• Aim of the exercise
Reproduce the listing below verbatim.

• Material to process
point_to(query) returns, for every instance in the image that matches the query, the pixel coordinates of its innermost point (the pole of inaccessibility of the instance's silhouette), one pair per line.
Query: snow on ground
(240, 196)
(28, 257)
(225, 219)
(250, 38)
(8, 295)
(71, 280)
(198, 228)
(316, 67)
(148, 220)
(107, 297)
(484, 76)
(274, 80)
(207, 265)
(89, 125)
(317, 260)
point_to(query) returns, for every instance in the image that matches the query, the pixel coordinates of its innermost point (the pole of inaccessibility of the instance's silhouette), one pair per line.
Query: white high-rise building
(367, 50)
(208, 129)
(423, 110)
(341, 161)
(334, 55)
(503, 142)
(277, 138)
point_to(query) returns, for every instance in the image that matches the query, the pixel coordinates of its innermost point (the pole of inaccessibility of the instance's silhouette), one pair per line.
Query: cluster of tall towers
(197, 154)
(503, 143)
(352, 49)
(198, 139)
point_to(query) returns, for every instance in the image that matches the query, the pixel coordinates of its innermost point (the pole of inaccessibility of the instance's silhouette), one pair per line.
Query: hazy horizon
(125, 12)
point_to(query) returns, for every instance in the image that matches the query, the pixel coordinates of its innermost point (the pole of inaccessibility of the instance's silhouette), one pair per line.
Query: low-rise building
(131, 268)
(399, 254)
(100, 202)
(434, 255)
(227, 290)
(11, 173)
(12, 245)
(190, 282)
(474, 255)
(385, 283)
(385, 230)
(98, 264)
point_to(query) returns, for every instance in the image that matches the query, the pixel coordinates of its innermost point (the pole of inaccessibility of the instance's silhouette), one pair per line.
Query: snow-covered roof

• Solution
point_to(query) returns, for every instance in the image that matches the query, the pixel coordinates of its innermost point (the pole of inaccessibility of the instance's silhouette), one pair per line.
Query: snow on ground
(240, 196)
(28, 257)
(225, 219)
(250, 38)
(8, 295)
(71, 280)
(198, 228)
(316, 67)
(148, 220)
(107, 297)
(484, 76)
(274, 80)
(207, 265)
(89, 125)
(317, 260)
point_to(query) returns, for every instance in the image that matches the query, the pixel coordinates of its innermost point (the pole of inaccessibility of the instance's silhouette), one pair per line.
Query: white high-rise building
(367, 50)
(208, 129)
(423, 110)
(341, 161)
(334, 55)
(503, 142)
(277, 138)
point_to(query) returns, for every instance in the image that matches the query, the pixel coordinates of its innermost point (the pole of inaccessibility of the instance's silhouette), one pair per line.
Query: cluster of tall towers
(197, 154)
(503, 143)
(352, 49)
(198, 139)
point_to(query) returns, for every instance in the image that matches the query, the pixel coordinates of its innermost point (the pole of inaccessibility of the instance's silhouette), one pair per line.
Query: hazy horizon
(125, 12)
point_to(query) returns, for every instance in the image that matches the query, the pixel coordinates of its innermost point (the pole of inaccessibility of the instance's silhouette), one pair per line.
Query: low-rise building
(131, 268)
(399, 254)
(100, 202)
(434, 255)
(227, 290)
(11, 173)
(12, 245)
(190, 282)
(474, 255)
(385, 283)
(385, 230)
(98, 264)
point_to(query) returns, for every instance in the image that matches the query, the pixel coordinates of its innermost point (the pole of inaccessibility of the instance's silhouette), one pair per line.
Query: snow-covered roof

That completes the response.